• [WRITTEN REQUEST]: Select every line of the records below that contains the word "dress", and copy each one in full.

======== SUPPLIED RECORDS ========

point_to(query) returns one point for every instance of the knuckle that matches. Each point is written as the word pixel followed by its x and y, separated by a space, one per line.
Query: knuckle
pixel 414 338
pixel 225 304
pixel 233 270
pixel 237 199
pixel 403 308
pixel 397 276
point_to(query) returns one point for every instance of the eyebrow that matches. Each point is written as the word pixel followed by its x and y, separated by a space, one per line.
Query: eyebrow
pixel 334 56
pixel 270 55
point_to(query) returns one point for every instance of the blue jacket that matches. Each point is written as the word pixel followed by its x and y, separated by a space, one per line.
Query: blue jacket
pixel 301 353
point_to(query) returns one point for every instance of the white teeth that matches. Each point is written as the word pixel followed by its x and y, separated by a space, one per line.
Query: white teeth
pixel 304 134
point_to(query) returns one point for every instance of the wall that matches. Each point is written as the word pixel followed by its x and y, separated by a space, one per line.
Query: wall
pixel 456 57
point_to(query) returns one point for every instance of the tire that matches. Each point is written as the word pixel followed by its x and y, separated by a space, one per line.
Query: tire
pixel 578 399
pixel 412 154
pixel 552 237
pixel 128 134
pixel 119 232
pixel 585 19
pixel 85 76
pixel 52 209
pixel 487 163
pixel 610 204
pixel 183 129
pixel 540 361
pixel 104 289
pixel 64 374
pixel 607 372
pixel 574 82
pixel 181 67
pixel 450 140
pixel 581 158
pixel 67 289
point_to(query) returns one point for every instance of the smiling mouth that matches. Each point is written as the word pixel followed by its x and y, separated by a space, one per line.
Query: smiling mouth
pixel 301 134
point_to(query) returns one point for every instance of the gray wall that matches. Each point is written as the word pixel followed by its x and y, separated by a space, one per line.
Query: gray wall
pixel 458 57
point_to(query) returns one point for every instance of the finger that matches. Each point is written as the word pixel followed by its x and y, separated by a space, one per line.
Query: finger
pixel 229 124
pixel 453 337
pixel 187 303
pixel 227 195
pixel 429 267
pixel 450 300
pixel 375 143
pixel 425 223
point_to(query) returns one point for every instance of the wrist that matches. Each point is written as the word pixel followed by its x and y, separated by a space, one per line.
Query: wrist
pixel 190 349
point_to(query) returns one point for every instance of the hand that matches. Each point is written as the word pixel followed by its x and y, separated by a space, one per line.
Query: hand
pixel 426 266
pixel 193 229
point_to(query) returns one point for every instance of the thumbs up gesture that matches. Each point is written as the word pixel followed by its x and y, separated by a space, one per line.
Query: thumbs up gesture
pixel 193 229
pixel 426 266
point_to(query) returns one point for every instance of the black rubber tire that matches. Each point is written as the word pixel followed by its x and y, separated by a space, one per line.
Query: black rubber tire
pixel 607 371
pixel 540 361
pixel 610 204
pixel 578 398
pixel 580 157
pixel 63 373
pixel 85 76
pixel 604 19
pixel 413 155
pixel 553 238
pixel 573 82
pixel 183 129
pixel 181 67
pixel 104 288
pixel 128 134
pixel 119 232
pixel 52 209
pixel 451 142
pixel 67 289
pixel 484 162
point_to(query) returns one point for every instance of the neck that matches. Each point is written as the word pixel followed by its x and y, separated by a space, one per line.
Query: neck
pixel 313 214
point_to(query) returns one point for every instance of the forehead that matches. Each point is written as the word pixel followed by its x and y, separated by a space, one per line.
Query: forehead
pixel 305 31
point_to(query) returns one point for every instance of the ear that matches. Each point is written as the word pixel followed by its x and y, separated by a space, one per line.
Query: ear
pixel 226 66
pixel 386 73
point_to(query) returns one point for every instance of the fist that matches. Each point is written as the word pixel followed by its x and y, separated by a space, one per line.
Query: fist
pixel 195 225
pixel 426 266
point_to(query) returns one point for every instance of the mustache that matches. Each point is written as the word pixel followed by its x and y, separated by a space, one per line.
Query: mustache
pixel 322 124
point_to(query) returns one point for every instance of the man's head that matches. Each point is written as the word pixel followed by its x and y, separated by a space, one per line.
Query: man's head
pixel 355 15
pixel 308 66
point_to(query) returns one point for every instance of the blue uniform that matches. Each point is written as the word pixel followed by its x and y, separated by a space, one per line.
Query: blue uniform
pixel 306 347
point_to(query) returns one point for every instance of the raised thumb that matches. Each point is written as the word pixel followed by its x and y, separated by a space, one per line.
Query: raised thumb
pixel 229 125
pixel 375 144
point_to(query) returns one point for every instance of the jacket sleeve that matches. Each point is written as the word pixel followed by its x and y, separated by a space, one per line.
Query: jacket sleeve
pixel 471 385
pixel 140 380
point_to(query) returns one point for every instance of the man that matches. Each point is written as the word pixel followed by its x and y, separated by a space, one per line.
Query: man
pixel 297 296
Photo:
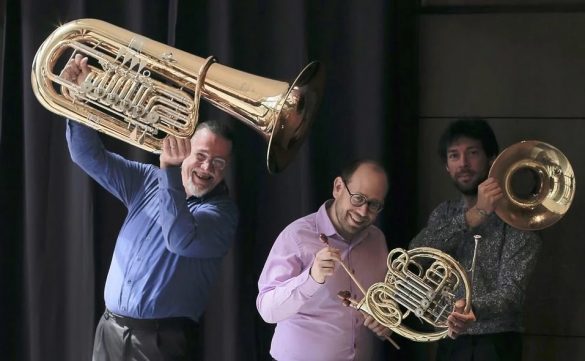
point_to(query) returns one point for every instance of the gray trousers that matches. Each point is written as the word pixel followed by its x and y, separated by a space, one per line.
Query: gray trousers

========
======== SUPPLIED RECORDS ========

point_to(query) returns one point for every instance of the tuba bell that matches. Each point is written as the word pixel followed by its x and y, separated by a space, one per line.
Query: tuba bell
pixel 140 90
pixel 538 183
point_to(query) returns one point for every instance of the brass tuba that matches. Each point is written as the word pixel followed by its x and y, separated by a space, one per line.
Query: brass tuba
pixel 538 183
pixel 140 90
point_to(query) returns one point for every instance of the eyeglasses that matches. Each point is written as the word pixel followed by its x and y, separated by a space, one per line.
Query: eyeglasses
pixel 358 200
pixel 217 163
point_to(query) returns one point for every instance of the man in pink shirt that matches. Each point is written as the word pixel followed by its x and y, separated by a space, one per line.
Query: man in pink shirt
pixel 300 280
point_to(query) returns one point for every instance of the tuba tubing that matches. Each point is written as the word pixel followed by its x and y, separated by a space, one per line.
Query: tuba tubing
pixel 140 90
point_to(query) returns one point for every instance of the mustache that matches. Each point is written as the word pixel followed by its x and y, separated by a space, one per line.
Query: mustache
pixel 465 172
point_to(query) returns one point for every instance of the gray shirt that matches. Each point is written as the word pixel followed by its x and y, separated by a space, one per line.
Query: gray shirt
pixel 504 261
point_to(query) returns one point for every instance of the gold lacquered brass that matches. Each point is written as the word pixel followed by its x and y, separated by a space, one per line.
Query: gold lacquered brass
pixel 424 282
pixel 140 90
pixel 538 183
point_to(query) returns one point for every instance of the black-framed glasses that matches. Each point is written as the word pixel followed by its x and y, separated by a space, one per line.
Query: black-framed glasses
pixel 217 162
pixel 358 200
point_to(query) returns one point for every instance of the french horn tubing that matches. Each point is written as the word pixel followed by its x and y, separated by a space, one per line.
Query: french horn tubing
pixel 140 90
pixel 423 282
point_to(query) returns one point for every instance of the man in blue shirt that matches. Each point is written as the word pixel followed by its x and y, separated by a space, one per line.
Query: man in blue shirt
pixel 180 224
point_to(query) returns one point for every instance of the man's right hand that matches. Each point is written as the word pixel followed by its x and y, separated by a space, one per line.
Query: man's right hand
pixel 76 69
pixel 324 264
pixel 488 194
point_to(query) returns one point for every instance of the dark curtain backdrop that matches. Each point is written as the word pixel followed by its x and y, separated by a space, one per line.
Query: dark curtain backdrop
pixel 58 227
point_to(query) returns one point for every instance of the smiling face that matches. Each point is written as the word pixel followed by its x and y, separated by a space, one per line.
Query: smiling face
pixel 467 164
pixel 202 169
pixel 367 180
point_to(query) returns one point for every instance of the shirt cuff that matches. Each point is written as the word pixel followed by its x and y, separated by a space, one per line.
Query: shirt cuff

========
======== SUPPLIED RECORDS ========

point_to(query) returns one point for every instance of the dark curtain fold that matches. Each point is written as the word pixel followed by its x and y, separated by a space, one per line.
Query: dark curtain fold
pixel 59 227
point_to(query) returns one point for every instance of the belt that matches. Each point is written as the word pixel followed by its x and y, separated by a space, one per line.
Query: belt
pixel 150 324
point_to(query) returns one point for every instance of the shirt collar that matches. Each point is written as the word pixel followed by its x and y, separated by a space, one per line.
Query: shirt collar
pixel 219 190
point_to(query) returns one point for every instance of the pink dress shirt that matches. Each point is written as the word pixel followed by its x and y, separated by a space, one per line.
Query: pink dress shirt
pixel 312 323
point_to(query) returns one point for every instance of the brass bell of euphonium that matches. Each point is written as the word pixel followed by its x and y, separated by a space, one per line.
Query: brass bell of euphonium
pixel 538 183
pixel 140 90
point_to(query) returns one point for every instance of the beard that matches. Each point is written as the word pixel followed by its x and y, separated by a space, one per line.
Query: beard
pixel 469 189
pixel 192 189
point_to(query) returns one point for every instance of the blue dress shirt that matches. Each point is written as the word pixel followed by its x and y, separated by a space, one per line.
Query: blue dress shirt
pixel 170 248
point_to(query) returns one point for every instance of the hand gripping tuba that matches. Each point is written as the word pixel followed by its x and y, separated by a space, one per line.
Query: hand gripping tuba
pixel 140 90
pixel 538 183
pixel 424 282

========

• [REPLY]:
point_to(query) returns one point for every instance of the pink dress shirt that matches. Each point is written as the word pixel followed by its x and y, separated by a space, one per line.
Query: pink dress shirt
point_to(query) returns one point for every instance of the blue dress shirt that matches. Each point is written as the word pixel followed by its x and y, separated by a space, one per line.
Query: blue dress shirt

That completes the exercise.